What you're looking for here is the IP address of your local machine. This example comes from my TiBook running Airport, so I would look under the section for _en1_. On a machine connected with Ethernet, the interface is usually _en0_. My address from this output is 192.168.1.7, as seen above.

Make note of this address as it appears on your machine.

(If you're using DNS and the machines can resolve each other's hostnames, you could simply use the hostname to export the display. Troubleshooting DNS, though, can be tricky and probably a bit beyone the scope of this article. Using IP addresses is almost certain to work, regardless of the name resolution method in use.)

*Step 3. Get connected to the remote host and get a reasonable shell.*

Using telnet (or ssh, if available) connect to the remote host and log in. Once at a prompt, issue the following command:

ksh

The prompt should change to a single '$'. This is the korn-shell. I prefer it on Solaris (and every other *nix environment in which I work), and the following steps rely on its being the working shell to export the display with the commands that I am using.

(Note that this may not work against a default install of Linux or Darwin. For Linux, the default shell is Bash, which understands the export command. For Darwin, zsh seems to work.)

*Step 4. Export the display and test.*

Issue the following command to set the display variable. Note that it is case-sensitive. I am using the IP address from the example above. Obviously, you should use your own address:

export DISPLAY=192.168.1.7:0.0

If successful, there should be no message. You can verify that the variable is set correctly, if you wish, with the command echo $DISPLAY.

Your task:
Please copy out the display-export guide above word for word, in full.

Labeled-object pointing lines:
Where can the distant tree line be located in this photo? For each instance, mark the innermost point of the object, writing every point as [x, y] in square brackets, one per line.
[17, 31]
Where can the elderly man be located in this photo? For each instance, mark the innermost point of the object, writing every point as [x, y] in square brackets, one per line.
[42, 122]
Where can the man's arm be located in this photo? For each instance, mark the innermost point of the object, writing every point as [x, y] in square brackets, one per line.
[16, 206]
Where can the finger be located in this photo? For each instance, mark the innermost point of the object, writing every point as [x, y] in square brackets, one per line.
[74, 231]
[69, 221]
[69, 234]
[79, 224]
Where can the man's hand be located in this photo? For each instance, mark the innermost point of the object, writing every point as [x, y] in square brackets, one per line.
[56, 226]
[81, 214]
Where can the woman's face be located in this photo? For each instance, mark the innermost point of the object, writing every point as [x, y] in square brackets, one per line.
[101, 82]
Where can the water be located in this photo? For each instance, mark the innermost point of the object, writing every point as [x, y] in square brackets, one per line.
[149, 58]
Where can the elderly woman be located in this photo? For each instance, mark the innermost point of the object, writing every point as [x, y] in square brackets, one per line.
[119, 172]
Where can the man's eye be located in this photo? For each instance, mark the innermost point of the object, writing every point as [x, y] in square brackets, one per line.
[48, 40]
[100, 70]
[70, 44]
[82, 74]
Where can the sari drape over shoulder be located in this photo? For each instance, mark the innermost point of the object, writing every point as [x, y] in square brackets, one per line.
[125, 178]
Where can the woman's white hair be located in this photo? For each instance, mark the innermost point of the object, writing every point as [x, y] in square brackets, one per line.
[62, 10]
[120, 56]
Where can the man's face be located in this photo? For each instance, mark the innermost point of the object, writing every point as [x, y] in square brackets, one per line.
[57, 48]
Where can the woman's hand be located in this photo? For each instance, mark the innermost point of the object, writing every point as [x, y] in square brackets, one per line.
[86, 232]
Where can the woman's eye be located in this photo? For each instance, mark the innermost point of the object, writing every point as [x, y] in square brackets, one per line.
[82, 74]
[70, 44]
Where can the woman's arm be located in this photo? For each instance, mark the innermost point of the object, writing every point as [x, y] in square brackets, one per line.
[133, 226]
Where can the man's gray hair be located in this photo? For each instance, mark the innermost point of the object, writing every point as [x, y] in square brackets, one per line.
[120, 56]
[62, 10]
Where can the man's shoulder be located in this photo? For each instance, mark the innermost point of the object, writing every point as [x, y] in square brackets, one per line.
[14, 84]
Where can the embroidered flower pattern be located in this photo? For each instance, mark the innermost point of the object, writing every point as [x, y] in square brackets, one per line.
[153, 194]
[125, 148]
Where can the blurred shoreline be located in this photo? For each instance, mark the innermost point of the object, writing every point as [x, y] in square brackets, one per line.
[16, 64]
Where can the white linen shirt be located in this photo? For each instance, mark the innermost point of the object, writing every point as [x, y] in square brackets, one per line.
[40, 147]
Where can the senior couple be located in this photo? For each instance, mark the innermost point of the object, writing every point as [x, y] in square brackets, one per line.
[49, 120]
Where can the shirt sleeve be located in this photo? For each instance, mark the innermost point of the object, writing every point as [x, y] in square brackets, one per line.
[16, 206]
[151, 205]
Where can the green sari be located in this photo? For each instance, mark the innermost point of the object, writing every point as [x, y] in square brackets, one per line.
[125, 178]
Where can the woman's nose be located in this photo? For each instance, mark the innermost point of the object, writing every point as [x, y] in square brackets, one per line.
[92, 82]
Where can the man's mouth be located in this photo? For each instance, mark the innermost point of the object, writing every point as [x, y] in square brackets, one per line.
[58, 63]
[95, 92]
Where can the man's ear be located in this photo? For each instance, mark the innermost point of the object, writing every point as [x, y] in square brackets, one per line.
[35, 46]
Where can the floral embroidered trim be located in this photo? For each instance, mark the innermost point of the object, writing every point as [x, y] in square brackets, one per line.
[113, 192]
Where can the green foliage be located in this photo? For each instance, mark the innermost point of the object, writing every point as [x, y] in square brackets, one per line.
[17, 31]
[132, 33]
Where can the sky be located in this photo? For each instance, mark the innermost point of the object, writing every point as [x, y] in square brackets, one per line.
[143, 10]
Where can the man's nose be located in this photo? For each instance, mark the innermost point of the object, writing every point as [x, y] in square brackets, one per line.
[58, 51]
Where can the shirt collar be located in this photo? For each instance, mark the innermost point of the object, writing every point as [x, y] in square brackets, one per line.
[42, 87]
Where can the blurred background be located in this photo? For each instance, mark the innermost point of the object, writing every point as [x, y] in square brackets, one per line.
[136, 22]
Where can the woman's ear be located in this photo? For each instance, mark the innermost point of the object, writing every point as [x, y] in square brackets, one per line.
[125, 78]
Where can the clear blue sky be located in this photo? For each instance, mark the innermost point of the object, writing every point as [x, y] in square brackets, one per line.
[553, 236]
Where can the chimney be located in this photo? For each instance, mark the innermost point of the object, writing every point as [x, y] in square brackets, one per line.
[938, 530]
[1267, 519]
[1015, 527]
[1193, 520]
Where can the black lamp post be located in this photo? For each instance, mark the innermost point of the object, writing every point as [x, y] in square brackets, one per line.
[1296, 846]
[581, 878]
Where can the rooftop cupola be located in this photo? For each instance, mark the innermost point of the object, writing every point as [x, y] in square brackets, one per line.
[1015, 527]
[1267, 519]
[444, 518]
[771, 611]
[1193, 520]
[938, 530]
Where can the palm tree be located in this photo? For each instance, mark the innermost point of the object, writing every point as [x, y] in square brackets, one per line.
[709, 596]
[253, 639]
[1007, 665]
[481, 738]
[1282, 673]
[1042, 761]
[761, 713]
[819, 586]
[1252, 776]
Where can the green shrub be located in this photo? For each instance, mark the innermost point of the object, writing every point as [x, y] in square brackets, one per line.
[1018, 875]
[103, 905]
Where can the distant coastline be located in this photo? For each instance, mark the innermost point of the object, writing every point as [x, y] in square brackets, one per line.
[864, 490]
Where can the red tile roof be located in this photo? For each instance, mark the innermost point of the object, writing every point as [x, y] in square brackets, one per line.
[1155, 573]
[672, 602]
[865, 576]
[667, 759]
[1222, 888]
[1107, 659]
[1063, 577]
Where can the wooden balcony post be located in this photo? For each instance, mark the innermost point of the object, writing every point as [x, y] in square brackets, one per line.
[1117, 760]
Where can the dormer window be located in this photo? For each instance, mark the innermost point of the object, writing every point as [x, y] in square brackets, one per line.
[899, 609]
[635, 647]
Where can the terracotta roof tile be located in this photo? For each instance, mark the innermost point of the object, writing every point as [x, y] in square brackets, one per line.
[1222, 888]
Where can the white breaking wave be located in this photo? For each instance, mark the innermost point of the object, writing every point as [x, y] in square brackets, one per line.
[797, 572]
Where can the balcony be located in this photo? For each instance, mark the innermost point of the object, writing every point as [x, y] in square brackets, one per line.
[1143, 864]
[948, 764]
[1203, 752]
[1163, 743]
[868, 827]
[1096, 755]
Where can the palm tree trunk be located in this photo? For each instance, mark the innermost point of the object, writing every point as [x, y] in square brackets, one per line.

Result:
What you're looking for here is the IP address of your local machine. This example comes from my TiBook running Airport, so I would look under the section for _en1_. On a machine connected with Ethernet, the interface is usually _en0_. My address from this output is 192.168.1.7, as seen above.

Make note of this address as it appears on your machine.

(If you're using DNS and the machines can resolve each other's hostnames, you could simply use the hostname to export the display. Troubleshooting DNS, though, can be tricky and probably a bit beyone the scope of this article. Using IP addresses is almost certain to work, regardless of the name resolution method in use.)

*Step 3. Get connected to the remote host and get a reasonable shell.*

Using telnet (or ssh, if available) connect to the remote host and log in. Once at a prompt, issue the following command:

ksh

The prompt should change to a single '$'. This is the korn-shell. I prefer it on Solaris (and every other *nix environment in which I work), and the following steps rely on its being the working shell to export the display with the commands that I am using.

(Note that this may not work against a default install of Linux or Darwin. For Linux, the default shell is Bash, which understands the export command. For Darwin, zsh seems to work.)

*Step 4. Export the display and test.*

Issue the following command to set the display variable. Note that it is case-sensitive. I am using the IP address from the example above. Obviously, you should use your own address:

export DISPLAY=192.168.1.7:0.0

If successful, there should be no message. You can verify that the variable is set correctly, if you wish, with the command echo $DISPLAY.